GOAL 1: In the rows below the text, switch "jersey" to "shirt" and give the lines again with nothing else changed.

EXCERPT PROVIDED:
** START **
In Computation Theory, the Recursion Theorem allows a turing machine T to obtain its own description <T>. So given T, we would like to construct R such that R(w) = T(<R>, w). We need some intermediate functions to do this construction. I will use a lambda calculus notation:

P = \w. \x. w
Q = \w. P w
B = \m. m (Q m)
Then,
R = \w. T (B (P T(B) w), w)
R w = T (B (P T(B) w), w)
    = T (B (T (B)), w)
    = T (T (B (Q T(B))), w)
    = T (\w. T (B (P T(B) w)), w)
    = T (R, w)
For example, if we wanted a function to recursively compute 2^n, we'd let
E = \f. \x. (if x = 0 then 1 else 2 * f(x-1))
R = \w. E (B (P E(B) w), w)
perhaps using a polymorphic representation of if-then-else statements. So anyway, to do the computation, we'd do
R 2 = E(R, 2)
    = if 2 = 0 then 1 else 2 * R(2-1)
    = 2 * R(1)
    = 2 * E(R, 1)
    = 2 * (if 1 = 0 then 1 else 2 * R(1-1))
    = 2 * 2 * R(0)
    = 2 * 2 * E(R, 0)
    = 2 * 2 * (if 0 = 0 then 1 else 2 * R(0-1))
    = 2 * 2 * 1
    = 4

The recursion theorem is actually several different theorems about recursion that give several slightly different results, and are used to justify the use of recursion in programming. All of these forms are the work of Stephen Cole Kleene.

One form of the recursion theorem states that every total recursive function σ that maps description numbers to other description numbers has a fixed point n such that φn = φσ(n), where φn denotes the partial recursive function calculated by the Turing machine corresponding to the DN n. In other words, if we modify all possible Turing machines somehow, there exists some Turing machine Mn for which the modified Turing machine Mσ(n) still computes the same function! At first, this seems impossible: we might have σ(e) produce the DN of a Turing machine that computes φe(x) + 1, for instance, and well, φ(x) + 1 is never equal to φ(x). Unless of course φ(x) is everywhere undefined, giving us a fixed point.
** END **
GOAL 2:
Answer these questions from the recursion theorem text:
(a) What value does the worked 2^n example give for R 2?
(b) Whose work are all forms of the recursion theorem?
(c) What does φn denote?

ITEMS:
** START **
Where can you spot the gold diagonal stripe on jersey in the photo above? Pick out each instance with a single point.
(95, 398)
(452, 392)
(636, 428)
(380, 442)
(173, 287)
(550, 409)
** END **
WRITTEN SOLUTION 1:
Where can you spot the gold diagonal stripe on shirt in the photo above? Pick out each instance with a single point.
(95, 398)
(452, 392)
(636, 428)
(380, 442)
(173, 287)
(550, 409)

WRITTEN SOLUTION 2:
(a) 4
(b) Stephen Cole Kleene
(c) The partial recursive function calculated by the Turing machine corresponding to the DN n